**** Data for this exercise
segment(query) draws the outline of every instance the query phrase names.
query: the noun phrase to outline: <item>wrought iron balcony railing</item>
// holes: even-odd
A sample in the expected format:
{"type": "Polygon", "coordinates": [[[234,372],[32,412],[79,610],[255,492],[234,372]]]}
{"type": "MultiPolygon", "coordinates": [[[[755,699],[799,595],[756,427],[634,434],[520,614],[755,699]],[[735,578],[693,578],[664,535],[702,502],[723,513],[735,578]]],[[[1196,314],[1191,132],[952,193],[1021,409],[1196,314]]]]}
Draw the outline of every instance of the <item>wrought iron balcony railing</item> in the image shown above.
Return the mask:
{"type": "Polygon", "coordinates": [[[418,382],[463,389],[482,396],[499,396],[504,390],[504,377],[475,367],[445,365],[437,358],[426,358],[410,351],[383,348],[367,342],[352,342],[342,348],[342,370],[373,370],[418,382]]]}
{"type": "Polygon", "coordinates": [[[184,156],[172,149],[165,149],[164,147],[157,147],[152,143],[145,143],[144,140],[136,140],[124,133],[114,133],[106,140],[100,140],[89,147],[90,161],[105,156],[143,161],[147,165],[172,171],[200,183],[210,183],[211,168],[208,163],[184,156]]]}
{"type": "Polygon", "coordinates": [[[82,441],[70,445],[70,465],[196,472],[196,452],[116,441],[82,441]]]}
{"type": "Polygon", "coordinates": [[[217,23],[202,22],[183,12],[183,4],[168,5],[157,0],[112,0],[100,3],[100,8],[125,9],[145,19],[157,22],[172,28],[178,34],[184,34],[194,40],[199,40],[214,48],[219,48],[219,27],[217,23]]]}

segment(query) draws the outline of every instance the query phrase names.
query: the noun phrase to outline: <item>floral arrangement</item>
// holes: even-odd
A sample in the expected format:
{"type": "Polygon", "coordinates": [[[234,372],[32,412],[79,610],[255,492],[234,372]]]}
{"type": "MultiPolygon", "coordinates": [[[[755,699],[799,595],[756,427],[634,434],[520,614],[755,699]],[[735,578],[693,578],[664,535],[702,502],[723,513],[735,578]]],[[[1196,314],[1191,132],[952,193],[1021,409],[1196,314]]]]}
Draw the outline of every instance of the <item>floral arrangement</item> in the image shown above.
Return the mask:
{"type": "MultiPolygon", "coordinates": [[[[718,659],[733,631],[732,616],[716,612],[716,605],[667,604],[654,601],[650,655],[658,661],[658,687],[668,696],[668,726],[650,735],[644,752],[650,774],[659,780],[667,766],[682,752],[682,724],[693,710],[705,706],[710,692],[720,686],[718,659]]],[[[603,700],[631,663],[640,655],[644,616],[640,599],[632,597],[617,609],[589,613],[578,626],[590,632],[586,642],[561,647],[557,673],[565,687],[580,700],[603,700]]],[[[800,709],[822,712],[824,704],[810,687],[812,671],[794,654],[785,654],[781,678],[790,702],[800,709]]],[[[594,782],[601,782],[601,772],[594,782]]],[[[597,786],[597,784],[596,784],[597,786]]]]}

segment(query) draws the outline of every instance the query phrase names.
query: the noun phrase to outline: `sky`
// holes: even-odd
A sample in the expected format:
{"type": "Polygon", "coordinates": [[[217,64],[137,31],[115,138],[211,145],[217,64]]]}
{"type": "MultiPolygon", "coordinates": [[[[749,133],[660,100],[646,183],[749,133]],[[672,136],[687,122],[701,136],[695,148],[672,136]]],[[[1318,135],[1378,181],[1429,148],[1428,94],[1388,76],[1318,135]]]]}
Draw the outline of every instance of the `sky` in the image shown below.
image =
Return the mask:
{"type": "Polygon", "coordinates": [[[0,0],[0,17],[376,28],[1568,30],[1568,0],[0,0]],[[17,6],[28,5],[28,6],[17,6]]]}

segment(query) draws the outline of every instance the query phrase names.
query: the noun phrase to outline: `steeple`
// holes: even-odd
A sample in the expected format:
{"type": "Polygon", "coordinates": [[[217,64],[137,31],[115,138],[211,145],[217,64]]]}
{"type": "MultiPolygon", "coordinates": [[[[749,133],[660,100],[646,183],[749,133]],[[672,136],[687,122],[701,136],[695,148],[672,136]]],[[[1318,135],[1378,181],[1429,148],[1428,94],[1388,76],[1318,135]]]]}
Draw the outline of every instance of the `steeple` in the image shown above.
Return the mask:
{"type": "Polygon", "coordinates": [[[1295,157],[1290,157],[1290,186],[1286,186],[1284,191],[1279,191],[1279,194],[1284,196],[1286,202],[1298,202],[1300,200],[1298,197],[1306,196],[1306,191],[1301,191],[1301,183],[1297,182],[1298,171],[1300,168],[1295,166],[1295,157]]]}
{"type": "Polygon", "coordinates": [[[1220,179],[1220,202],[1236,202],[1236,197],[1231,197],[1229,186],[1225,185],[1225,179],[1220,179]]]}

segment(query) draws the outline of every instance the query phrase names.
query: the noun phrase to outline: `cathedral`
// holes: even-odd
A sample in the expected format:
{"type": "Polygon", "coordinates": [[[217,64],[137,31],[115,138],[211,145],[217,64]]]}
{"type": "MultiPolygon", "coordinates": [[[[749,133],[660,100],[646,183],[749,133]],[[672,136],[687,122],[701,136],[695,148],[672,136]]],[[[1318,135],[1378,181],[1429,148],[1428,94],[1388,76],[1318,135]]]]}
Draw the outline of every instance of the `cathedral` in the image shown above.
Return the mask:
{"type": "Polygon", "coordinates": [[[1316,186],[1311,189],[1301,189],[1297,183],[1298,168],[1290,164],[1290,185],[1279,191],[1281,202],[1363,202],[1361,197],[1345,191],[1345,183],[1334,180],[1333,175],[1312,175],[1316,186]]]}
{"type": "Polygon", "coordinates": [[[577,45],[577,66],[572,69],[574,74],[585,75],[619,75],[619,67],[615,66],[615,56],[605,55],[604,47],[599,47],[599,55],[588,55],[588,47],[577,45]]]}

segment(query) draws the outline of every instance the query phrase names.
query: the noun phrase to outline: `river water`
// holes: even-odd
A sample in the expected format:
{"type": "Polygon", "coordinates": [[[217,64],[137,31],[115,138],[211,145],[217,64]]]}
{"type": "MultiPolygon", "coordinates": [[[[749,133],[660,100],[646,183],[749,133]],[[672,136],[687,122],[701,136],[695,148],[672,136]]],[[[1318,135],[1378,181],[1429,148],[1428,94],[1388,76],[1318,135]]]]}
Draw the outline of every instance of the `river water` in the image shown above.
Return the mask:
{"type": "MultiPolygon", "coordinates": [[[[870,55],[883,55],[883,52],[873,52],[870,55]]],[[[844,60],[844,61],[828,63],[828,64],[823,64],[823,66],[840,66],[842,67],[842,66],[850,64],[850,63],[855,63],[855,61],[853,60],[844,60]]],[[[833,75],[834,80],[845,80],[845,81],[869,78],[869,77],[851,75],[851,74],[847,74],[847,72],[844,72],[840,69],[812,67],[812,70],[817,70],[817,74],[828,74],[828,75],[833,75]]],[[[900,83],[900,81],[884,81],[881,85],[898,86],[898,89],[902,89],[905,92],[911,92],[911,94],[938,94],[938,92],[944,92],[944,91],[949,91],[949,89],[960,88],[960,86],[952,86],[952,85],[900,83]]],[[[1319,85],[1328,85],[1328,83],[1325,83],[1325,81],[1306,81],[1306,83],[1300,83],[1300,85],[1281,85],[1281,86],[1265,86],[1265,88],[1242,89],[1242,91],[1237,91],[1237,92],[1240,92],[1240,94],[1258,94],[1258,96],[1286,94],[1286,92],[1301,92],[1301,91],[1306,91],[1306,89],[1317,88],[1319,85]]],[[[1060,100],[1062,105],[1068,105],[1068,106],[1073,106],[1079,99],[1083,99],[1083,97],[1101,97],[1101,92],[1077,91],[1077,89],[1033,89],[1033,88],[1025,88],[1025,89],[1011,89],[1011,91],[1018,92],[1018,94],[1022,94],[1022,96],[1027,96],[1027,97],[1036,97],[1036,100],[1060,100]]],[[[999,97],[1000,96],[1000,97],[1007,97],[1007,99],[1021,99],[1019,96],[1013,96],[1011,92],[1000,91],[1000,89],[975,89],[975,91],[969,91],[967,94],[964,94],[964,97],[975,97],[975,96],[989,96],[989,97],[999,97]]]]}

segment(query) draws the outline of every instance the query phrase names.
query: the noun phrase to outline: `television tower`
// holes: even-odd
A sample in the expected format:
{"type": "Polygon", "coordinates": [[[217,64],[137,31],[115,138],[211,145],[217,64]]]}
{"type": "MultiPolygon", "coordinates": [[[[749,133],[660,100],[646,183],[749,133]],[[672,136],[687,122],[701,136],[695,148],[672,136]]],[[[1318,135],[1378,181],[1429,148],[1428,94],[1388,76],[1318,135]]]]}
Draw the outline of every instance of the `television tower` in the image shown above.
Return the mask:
********
## Exercise
Pull out each line of the material above that contains the string "steeple", treating case as significant.

## Solution
query: the noun phrase to outline: `steeple`
Draw the outline of every instance of the `steeple` in the image shown above.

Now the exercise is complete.